● **SET PROBLEM**
Which lines in the records below contain the word "jacket"? Extract each one in full.

[Bounding box annotation entries]
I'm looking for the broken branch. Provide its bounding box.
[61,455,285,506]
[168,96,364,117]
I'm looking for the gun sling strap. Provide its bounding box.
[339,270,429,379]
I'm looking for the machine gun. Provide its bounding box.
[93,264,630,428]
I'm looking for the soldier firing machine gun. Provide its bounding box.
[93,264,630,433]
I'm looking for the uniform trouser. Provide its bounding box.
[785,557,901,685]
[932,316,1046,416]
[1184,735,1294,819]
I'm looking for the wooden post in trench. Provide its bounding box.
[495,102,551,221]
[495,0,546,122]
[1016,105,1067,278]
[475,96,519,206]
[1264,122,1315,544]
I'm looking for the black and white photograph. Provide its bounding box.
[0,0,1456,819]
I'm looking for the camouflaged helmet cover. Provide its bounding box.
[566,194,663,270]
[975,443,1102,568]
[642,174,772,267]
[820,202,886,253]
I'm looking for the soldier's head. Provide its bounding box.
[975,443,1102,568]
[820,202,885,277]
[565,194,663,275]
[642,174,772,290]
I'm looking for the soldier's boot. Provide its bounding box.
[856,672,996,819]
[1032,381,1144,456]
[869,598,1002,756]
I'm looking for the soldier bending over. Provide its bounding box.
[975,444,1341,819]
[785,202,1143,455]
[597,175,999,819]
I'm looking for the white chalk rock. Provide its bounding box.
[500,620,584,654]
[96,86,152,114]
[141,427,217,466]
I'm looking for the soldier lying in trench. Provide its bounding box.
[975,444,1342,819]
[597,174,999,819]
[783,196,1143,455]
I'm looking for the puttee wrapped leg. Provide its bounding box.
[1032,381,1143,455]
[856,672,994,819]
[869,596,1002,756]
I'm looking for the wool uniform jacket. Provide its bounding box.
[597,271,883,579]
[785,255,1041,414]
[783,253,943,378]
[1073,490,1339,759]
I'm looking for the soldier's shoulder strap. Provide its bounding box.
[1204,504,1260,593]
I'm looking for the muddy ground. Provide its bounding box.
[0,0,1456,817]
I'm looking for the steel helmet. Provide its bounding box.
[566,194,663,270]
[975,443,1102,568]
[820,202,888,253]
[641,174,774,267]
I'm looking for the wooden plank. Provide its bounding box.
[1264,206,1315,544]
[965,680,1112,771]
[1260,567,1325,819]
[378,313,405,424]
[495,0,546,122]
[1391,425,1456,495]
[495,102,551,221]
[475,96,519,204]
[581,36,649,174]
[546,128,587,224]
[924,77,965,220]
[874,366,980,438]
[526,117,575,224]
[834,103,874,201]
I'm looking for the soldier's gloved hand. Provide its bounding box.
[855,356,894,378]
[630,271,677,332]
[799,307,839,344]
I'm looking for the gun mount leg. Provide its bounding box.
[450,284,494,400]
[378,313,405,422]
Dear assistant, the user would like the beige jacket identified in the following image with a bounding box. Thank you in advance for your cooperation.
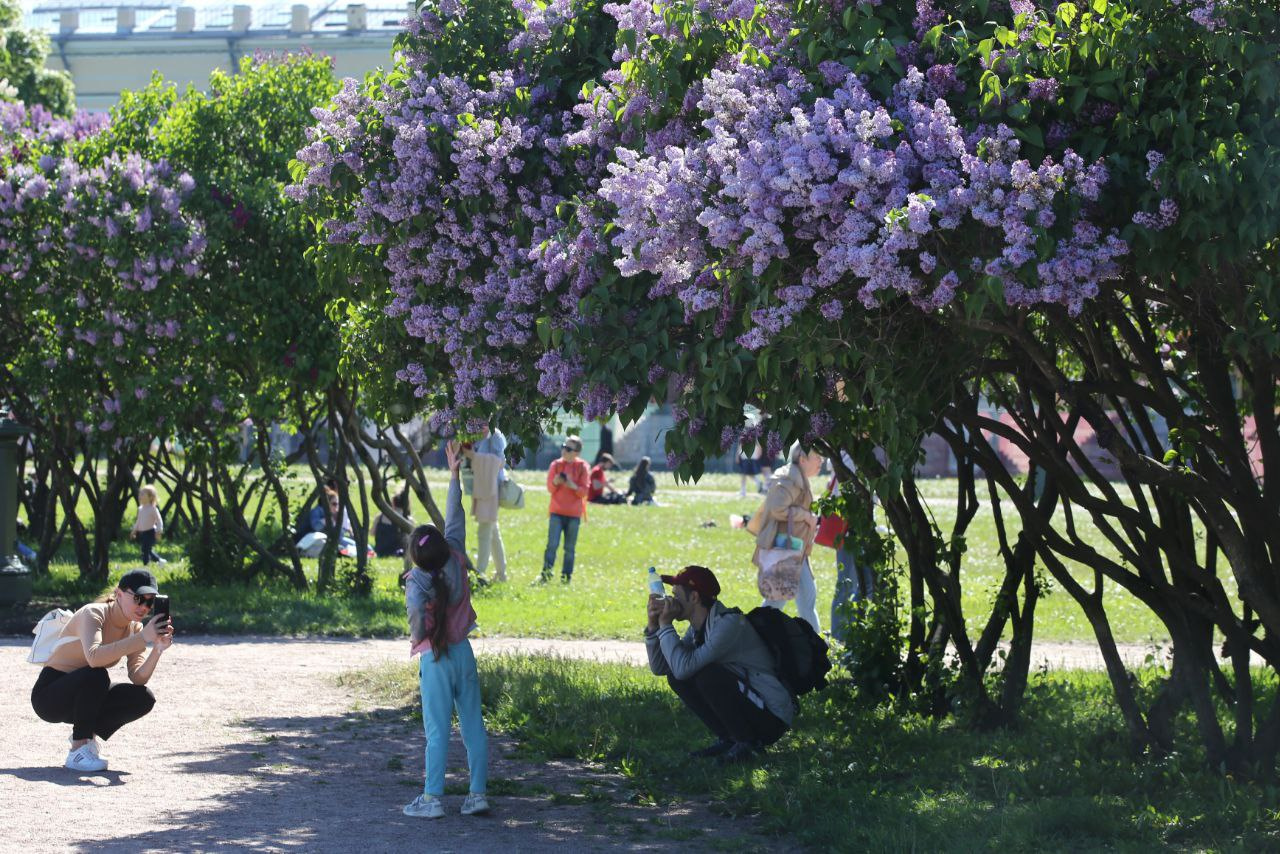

● **EXPECTED OUTPUT**
I'm looking for the wool uniform jacket. Provide its bounding box.
Dear assistant, the user would like the beige jacket identified in the following image with a bounding box. Thank you in advance for your cooperation.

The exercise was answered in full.